DIRECTIONS: Put the rows from the first one through the line containing "[[[1,3],[1,487],[323,485],[323,7],[220,4]]]" into a numbered list, skipping blank lines and leaving out the pictures.

LISTED ENTRIES:
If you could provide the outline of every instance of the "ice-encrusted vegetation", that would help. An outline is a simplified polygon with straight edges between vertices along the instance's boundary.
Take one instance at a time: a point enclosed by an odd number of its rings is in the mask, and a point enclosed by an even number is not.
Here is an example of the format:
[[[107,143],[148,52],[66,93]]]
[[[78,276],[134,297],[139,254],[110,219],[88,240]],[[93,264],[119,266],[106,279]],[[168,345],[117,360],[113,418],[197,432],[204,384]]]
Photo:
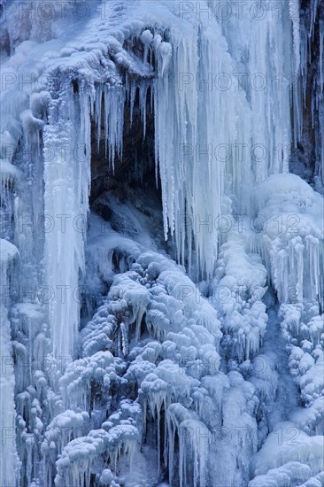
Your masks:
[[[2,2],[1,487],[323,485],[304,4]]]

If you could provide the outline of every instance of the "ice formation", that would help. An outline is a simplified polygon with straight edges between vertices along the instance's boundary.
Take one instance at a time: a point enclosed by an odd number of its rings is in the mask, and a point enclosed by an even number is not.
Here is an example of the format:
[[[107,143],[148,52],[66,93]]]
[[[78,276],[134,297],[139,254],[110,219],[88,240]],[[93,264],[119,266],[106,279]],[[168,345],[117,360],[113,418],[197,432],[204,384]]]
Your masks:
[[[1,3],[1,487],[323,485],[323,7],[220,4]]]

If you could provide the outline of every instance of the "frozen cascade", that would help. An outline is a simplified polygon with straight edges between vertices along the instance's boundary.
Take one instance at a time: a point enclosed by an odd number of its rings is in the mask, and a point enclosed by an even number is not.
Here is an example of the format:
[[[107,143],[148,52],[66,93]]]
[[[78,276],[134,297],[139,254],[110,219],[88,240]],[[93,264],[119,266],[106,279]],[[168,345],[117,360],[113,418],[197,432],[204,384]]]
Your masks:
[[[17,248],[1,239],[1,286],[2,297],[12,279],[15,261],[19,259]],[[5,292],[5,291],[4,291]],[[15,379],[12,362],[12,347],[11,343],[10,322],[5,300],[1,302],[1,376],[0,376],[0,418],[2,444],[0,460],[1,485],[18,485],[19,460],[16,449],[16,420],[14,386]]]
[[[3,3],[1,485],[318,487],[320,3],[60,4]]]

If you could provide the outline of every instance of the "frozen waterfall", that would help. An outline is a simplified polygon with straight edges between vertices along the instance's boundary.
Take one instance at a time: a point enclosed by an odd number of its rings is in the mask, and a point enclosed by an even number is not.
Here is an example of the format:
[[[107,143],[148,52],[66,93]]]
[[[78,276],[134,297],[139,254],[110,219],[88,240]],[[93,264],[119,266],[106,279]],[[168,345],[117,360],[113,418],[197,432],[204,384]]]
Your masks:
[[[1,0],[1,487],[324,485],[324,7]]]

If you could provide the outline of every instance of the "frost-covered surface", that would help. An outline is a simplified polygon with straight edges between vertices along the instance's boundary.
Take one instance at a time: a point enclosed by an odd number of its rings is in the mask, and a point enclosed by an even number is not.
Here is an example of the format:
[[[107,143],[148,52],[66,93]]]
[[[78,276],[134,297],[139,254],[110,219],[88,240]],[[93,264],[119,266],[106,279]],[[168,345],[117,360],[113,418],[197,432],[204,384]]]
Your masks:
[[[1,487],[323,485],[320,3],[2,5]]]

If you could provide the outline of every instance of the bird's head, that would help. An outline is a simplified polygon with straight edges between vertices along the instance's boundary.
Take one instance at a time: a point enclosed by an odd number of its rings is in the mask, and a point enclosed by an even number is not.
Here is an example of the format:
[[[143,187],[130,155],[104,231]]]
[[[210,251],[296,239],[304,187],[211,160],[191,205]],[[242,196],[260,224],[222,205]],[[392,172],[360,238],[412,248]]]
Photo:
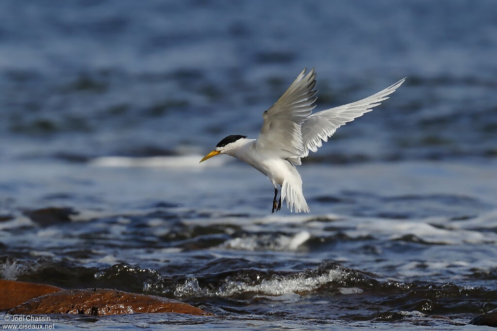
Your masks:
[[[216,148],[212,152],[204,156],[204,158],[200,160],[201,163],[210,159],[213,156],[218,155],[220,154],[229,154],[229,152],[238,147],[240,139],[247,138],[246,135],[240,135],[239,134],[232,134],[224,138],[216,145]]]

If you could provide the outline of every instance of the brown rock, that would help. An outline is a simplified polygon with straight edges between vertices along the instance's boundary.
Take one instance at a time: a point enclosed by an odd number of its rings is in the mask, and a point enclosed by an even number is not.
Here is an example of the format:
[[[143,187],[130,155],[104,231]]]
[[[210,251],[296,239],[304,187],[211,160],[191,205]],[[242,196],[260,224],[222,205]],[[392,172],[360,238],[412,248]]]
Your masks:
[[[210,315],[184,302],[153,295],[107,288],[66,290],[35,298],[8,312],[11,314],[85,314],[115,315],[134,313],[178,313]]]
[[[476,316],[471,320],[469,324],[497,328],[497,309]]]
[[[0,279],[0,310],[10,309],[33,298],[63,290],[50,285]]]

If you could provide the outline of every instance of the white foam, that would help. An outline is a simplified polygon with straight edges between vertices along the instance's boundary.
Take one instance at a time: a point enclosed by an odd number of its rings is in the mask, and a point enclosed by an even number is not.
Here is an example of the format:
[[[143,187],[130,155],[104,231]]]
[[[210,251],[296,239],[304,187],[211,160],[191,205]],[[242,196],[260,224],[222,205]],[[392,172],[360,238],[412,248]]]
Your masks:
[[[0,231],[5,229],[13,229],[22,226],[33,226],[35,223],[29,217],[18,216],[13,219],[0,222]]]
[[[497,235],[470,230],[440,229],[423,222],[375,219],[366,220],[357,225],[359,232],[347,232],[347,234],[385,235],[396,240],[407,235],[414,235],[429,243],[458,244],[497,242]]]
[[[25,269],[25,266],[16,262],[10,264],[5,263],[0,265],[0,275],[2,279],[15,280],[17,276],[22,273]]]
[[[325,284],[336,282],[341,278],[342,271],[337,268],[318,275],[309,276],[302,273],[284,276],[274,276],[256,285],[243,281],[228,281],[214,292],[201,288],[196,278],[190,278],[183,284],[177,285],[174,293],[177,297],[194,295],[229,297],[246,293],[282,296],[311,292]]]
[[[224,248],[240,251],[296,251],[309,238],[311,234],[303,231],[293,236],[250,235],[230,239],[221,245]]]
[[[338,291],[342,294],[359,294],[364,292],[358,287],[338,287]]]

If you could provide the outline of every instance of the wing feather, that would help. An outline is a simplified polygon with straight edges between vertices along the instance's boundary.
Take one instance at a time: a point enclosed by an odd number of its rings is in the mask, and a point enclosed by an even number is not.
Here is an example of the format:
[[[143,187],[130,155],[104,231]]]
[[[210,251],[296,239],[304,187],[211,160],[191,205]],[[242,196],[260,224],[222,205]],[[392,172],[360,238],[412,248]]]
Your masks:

RESULT FOR THIS EXERCISE:
1. If you could provide the outline of every instance of the "ice-encrusted vegetation", that would help. An outline is a simplified polygon with straight edges between vertices along the instance's boundary.
2. Take one instance at a time: a point enclosed by an odd number of its rings is in the mask, and a point enclosed by an even number is not.
3. Here is an example of the format:
4. [[[107,143],[148,52],[66,93]]]
5. [[[78,276],[134,297],[139,254],[110,219],[88,240]],[[93,264],[119,266],[106,279]],[[168,345],[117,360],[113,418],[197,432],[204,384]]]
6. Photo:
7. Your masks:
8. [[[2,2],[1,487],[323,485],[304,4]]]
9. If you could provide the outline of every instance of the "ice formation", that would help. An outline is a simplified polygon with straight edges between vertices along the instance's boundary.
10. Take one instance at a time: a point enclosed by an odd number of its rings is in the mask, and a point enclosed by an even number is not.
11. Here is an example of the format:
12. [[[107,143],[148,52],[66,93]]]
13. [[[78,276],[134,297],[139,254],[110,219],[88,240]],[[93,264],[119,266],[106,279]],[[168,345],[117,360],[113,418],[197,432],[204,384]]]
14. Your masks:
15. [[[1,3],[1,487],[323,485],[323,7],[220,4]]]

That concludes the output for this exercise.